Below are some records; reproduce every one of them exactly.

Stored records:
☆ ☆ ☆ ☆ ☆
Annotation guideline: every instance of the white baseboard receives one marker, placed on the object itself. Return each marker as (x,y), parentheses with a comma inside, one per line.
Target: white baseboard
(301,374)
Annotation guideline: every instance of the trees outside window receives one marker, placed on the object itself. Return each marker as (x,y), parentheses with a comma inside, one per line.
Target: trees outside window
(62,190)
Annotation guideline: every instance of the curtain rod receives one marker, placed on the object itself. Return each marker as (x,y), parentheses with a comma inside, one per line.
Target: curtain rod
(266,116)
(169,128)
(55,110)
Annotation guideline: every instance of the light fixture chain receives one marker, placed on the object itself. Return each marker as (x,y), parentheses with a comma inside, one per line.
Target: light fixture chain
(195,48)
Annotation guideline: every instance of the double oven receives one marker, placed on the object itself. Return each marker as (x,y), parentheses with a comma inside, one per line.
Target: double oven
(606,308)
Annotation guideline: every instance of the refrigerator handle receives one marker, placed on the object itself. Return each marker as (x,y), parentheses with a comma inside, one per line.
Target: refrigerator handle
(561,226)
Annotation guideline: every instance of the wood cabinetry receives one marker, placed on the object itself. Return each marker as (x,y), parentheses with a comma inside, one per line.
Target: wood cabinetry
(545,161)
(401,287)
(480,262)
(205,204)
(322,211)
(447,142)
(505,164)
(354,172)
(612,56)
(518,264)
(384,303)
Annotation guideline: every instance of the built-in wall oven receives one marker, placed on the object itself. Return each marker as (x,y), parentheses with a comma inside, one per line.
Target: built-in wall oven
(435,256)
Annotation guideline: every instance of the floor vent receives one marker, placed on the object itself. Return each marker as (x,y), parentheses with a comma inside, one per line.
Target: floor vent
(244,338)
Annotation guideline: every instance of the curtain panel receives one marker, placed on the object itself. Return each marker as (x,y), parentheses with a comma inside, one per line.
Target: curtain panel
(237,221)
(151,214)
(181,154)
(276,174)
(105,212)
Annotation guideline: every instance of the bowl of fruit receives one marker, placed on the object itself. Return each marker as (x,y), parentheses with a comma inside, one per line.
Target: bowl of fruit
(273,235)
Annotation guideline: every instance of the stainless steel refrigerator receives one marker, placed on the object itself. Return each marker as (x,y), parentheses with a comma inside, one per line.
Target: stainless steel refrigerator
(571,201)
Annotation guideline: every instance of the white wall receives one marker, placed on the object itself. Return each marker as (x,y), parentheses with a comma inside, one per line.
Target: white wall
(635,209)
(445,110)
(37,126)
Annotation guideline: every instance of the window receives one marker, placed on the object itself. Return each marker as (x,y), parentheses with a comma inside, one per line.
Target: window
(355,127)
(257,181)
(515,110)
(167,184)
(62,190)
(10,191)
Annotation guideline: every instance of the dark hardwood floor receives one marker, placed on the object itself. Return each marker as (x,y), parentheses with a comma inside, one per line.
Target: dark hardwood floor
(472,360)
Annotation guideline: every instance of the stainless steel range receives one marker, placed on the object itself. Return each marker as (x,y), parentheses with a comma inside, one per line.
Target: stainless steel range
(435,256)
☆ ☆ ☆ ☆ ☆
The output:
Annotation guideline: every instance of the white baseboard receives one marker, placed on the object itself. Return each marker as (x,y), parentheses with a comma inside, one per line.
Target: white baseboard
(301,374)
Annotation guideline: every instance of the trees outside window receives one marker, placed on the object itself. Return each marker as (x,y), parentheses with a comma inside, one per line.
Target: trees outside window
(62,190)
Annotation guideline: every instance of the curtain rod receives one marker, placed on the object itself. Return each marker as (x,y), parentheses with a comma inside, one per line.
Target: curtain rod
(266,116)
(169,128)
(55,110)
Annotation guideline: every instance of the light fixture chain receives one marker, placed on the object itself. Return each marker as (x,y), parentheses with a comma inside, one per line.
Target: light fixture chain
(195,48)
Annotation guideline: every instance of the double oven receives one marker, placed on the object itself. Return each marker as (x,y), parentheses with a comma inside, one per line.
Target: double oven
(606,308)
Annotation guideline: every instance of the refrigerator handle receives one marker, placed on the object itself. Return each marker as (x,y), parentheses with a comma inside, one per line.
Target: refrigerator handle
(561,226)
Annotation guideline: every instance of the wood cabinetry receives one marker, placed on the object itself. Return each marker as (x,y), parentheses with a comma inside, one per line.
Target: wood cabinetry
(545,161)
(401,287)
(480,262)
(205,204)
(322,211)
(447,142)
(505,164)
(354,172)
(612,56)
(518,264)
(384,303)
Annotation guideline: every instance of the built-in wall oven receives one marker, placed on the object itself. Return each marker as (x,y), parentheses with a comma inside, one per line.
Target: built-in wall oven
(435,256)
Annotation guideline: every instance of the floor vent receives one marker, placed on the object itself. Return each marker as (x,y), parentheses with a comma inside, one per line.
Target: floor vent
(244,338)
Annotation guideline: every instance of the curtain panel receives one marker, placed on the object itself. Return each marker as (x,y), parentheses with a comma inside, one per line.
Target: curtain panel
(237,221)
(151,214)
(181,154)
(276,174)
(105,212)
Annotation guideline: every instance of the bowl of fruit receives one marker, placed on the object itself. Return each marker as (x,y), parentheses with a comma inside, one per line.
Target: bowl of fruit
(273,235)
Annotation guideline: every instance of the stainless steel refrigerator receives one marker, placed on the object itself. Return each marker as (x,y), parentheses with a comma inside, one per line.
Target: stainless steel refrigerator
(571,201)
Annotation guideline: every instance of the white wall receives one marker, placed on the object itself. Return each marker as (x,y), parentheses with a comma inside, one per line.
Target: white wall
(635,209)
(445,110)
(37,126)
Annotation guideline: every instance of the window receives one marker, placed on the object itself. Return each marker as (x,y), parentheses with a comma inside, one per line.
Target: window
(355,127)
(257,181)
(515,110)
(167,184)
(62,190)
(10,191)
Annotation guideline: every instance of the dark hardwood floor receives one marker, placed on the object itself. Return each marker as (x,y), parentheses with a comma inside, one per line.
Target: dark hardwood floor
(472,360)
Annotation guideline: every instance of the stainless steel range receives one marker, placed on the object itself. Return each marker as (x,y), parentheses with a comma inside, one per line.
Target: stainless steel range
(435,256)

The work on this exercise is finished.